START DATA SHOWN

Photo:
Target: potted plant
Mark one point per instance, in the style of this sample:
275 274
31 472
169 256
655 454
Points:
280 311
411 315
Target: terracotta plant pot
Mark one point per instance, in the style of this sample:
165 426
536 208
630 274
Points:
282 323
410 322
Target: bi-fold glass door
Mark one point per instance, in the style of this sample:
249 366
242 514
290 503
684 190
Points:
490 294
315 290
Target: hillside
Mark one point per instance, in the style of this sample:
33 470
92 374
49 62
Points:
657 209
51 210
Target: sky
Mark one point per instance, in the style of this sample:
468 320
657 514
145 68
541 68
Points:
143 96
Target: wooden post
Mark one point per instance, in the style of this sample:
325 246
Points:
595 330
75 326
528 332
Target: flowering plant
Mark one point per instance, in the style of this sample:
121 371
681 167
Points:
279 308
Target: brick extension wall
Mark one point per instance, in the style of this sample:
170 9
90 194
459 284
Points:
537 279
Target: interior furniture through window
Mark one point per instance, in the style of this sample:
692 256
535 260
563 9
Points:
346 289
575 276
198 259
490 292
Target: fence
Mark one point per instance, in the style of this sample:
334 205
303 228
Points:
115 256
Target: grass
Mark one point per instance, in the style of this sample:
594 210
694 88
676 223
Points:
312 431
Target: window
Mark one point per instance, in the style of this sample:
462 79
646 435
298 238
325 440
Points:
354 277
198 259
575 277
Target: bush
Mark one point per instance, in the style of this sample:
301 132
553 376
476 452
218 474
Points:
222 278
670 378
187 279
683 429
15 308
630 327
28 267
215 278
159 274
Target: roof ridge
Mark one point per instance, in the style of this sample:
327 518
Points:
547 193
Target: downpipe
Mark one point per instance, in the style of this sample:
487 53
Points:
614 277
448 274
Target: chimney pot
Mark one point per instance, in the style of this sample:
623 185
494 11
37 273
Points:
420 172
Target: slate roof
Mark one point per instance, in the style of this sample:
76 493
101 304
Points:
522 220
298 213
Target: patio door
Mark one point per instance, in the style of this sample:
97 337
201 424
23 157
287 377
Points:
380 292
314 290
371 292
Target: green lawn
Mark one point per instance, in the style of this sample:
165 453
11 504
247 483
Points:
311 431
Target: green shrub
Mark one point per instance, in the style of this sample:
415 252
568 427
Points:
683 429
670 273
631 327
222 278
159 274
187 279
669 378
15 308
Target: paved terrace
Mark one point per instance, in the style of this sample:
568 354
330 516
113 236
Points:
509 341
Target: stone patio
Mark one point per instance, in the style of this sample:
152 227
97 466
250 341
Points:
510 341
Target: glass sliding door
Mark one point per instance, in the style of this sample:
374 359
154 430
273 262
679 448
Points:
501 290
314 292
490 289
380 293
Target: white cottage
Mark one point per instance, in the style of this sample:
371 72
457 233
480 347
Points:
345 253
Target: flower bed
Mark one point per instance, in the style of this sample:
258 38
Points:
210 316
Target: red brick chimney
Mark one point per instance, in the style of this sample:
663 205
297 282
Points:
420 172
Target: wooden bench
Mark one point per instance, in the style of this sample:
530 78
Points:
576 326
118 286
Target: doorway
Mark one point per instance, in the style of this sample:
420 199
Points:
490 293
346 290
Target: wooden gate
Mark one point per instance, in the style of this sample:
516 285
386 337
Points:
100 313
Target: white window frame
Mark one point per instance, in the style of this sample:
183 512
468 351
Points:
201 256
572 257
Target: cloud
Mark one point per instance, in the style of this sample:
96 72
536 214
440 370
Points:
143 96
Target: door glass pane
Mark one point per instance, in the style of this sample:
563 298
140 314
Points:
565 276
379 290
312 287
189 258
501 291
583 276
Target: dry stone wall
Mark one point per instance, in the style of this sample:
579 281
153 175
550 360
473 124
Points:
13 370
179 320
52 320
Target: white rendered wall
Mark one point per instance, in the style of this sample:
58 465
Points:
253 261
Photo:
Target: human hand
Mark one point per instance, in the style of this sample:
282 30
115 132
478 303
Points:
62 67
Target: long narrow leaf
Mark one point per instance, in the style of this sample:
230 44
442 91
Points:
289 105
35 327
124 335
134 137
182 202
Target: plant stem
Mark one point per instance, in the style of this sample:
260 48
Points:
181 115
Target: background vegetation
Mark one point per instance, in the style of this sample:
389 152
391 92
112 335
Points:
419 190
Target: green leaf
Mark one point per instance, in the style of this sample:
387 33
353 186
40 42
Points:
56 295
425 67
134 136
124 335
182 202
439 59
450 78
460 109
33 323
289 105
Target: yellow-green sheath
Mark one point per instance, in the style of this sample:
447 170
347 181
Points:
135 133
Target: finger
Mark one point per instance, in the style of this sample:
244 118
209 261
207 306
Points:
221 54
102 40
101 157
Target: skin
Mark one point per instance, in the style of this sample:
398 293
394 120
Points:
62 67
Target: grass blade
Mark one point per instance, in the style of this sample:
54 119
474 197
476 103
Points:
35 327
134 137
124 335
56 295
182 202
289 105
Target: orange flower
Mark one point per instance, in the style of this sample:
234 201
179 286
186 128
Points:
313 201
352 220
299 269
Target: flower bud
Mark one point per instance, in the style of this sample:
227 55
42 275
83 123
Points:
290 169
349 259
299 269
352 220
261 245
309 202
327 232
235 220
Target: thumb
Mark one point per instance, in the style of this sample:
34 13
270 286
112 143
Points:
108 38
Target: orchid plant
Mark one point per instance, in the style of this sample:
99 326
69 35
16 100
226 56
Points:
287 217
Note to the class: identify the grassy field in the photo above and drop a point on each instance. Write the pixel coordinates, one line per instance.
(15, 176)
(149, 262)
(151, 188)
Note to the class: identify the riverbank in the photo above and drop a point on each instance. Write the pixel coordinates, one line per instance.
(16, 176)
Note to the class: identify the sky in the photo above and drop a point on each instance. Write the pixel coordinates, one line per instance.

END DATA SHOWN

◆ YOUR TASK ◆
Every line holding the string "window" should be copied here, so please find those lines in the data.

◆ REPLY ◆
Target: interior furniture through window
Target: window
Target: white window frame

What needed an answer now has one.